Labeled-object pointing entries
|---|
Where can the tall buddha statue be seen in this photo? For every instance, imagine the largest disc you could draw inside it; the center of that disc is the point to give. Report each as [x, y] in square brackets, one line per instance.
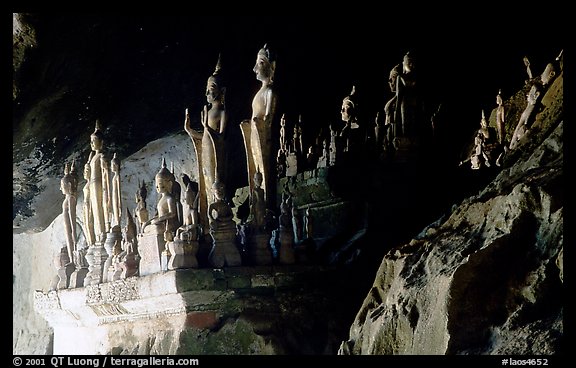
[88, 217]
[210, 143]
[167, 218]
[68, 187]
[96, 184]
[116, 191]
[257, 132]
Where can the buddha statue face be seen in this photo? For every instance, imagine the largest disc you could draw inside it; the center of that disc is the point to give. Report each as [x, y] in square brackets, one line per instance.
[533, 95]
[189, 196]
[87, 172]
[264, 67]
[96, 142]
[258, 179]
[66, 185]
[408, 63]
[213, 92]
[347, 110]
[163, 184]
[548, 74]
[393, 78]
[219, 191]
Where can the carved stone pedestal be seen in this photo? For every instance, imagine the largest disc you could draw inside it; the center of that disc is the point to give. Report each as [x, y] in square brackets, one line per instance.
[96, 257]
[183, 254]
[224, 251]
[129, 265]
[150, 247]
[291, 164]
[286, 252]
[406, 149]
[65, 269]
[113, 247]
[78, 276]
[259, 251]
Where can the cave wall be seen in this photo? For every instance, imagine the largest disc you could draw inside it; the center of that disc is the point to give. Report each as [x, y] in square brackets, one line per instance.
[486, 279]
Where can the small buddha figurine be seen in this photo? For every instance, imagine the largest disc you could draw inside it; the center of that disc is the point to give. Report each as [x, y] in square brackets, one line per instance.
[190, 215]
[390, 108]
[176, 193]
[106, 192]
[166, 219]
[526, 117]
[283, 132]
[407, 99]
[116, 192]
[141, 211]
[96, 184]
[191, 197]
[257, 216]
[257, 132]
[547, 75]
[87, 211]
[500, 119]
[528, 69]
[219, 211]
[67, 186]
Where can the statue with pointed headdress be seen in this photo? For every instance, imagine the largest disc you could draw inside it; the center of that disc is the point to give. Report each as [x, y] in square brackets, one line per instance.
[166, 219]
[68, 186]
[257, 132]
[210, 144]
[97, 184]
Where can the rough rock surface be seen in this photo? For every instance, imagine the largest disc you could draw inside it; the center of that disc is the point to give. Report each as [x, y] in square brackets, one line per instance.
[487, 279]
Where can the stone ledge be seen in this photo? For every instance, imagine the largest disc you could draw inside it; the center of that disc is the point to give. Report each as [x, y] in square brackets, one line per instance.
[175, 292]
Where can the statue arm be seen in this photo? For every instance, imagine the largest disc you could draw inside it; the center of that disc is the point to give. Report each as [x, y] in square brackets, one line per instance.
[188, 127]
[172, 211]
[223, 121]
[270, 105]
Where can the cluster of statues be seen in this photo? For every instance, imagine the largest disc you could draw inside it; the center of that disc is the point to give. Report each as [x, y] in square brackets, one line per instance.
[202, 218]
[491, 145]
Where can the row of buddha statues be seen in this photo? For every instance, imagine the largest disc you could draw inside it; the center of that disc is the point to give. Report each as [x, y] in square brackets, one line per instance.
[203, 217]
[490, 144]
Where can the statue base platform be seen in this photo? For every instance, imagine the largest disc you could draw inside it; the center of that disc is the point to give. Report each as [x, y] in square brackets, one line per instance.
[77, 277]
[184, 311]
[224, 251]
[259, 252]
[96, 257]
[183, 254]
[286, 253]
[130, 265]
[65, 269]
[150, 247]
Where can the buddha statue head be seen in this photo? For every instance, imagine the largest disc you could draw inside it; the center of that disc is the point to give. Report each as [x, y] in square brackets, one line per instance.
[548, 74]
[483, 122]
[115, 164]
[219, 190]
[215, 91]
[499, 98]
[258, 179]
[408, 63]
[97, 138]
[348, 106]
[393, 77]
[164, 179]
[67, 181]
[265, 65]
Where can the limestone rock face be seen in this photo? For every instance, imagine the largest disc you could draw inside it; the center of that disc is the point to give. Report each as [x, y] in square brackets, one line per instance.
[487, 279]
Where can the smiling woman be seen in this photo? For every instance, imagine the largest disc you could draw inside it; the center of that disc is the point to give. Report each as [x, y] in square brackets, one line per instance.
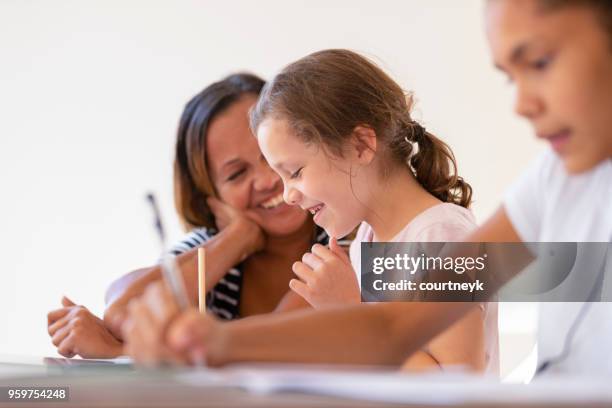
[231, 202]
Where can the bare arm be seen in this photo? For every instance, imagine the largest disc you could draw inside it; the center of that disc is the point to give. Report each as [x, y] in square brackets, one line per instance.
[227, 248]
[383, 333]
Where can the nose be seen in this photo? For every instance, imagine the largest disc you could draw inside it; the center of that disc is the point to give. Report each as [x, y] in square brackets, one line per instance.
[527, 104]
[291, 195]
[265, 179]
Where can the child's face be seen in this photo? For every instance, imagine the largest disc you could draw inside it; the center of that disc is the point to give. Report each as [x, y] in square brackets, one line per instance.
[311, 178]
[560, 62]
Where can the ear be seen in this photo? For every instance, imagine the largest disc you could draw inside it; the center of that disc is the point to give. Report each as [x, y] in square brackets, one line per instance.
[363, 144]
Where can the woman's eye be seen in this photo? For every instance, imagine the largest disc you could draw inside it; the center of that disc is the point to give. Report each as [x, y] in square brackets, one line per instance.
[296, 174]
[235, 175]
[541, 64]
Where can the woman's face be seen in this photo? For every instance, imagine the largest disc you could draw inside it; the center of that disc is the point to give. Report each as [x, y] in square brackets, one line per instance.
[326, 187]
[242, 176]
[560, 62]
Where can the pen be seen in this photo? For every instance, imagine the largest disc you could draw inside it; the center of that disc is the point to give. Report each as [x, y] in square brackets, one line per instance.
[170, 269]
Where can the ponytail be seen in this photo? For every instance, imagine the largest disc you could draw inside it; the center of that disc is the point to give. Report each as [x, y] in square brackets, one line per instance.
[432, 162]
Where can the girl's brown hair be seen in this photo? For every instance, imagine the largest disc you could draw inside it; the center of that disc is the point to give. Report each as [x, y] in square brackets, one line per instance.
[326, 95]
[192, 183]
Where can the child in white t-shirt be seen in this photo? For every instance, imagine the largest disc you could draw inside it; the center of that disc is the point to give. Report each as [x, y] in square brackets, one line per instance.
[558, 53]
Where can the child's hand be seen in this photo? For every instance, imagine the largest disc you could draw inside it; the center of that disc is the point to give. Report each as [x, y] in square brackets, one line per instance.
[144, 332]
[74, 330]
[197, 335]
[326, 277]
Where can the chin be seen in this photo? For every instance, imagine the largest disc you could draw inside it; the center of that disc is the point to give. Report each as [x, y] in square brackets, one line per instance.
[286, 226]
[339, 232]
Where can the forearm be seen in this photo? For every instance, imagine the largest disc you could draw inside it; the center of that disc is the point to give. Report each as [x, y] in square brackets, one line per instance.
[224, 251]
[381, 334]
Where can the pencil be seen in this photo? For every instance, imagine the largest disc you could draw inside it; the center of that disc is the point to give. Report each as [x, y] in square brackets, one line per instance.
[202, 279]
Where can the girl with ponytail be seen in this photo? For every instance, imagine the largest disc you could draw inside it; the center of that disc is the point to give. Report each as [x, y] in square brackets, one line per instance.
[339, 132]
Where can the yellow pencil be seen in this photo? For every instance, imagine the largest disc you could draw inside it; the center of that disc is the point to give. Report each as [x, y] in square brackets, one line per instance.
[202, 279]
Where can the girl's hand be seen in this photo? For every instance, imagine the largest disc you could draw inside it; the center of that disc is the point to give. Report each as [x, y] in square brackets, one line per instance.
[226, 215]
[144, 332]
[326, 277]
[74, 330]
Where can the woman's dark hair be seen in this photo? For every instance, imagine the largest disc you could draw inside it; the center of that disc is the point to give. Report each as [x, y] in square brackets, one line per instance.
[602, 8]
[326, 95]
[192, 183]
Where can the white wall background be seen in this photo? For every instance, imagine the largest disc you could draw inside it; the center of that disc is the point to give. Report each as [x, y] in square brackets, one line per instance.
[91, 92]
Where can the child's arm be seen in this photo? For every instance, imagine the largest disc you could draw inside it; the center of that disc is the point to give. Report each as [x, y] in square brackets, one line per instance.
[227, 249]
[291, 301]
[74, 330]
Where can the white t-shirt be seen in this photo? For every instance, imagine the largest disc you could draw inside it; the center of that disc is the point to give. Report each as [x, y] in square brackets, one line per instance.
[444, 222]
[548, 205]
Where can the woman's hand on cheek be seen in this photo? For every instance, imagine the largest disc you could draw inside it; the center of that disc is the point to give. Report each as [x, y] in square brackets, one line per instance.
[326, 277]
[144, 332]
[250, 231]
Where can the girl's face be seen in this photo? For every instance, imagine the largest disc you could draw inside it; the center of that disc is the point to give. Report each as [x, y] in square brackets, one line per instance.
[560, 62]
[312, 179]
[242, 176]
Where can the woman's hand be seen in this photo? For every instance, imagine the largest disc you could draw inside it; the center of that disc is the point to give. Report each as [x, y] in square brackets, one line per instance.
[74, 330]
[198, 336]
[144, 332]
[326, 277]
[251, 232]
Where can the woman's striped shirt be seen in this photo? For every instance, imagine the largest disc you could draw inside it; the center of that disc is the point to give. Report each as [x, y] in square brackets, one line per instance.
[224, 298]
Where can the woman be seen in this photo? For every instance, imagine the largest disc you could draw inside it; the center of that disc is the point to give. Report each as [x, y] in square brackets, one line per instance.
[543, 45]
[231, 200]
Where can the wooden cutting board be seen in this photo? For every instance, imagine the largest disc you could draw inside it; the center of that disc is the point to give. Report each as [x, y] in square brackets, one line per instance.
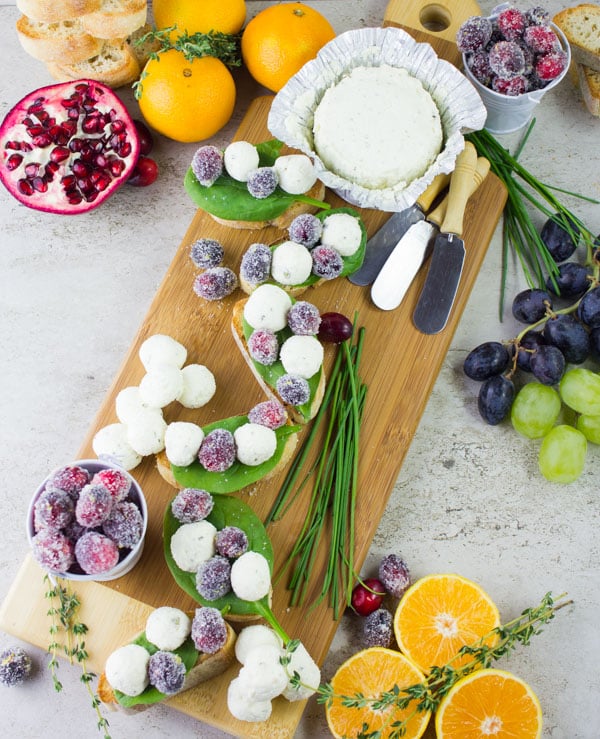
|---|
• TASK REQUIREMENTS:
From the line containing "Where can the child's arm" through the end of the entries, quote each line exactly and nothing else, excluding all pictures.

• ANSWER TO THE TASK:
Where can the child's arm be seen in this photo? For every instance, imagine the largest disc you could draw inside it; the center of that disc is the point to give. Report each as [x, y] in square brackets, one line per instance.
[227, 249]
[291, 301]
[74, 330]
Where can the white t-shirt be seen in this photo? For every instance, imagine the largest disc you could draw inside it; the center of that disc is the point to give. Report each as [x, y] in square brackets, one line per instance.
[444, 222]
[548, 205]
Where can the woman's hand on cheek be seen in this photo? For every instance, imagine the largest disc you could draw inside it; the center of that disc is the point to give. Report each as [x, y] in square brackets, one line per instance.
[326, 277]
[144, 332]
[250, 231]
Where can the girl's face be seen in this photo? For every instance, imagine the largest disc you could draw inside it; the center of that disc is the point to give. Report each as [x, y] in square brackets, one line per instance.
[560, 62]
[312, 179]
[242, 176]
Where can the woman's hand be seen in this photo? For every instance, imagine the largest disc you could draw inside it; the center of that disc is the point to give. Report each as [x, y] in square brackets, one line per instance.
[74, 330]
[198, 336]
[144, 332]
[326, 277]
[251, 232]
Where can the woman's striped shirt be seen in this photo? For every instance, imagine the largest disc you could draw inside it; the center of that disc is the point to give. Report each as [x, y] in square brackets, one line per instance.
[224, 298]
Where can the woman be seen in this photo? For every instance, imagine the largest disc you could draw inside it; the center of that disc is the point to give. Report each as [x, y] in square brackets, one line per instance.
[543, 45]
[231, 200]
Where can the wooden cutting board be seen in this photo? For every instance, imagine the largest disc you could draw inside it; the center of that disc is the point to give. Report each as [x, y] in square brackets, one line per instance.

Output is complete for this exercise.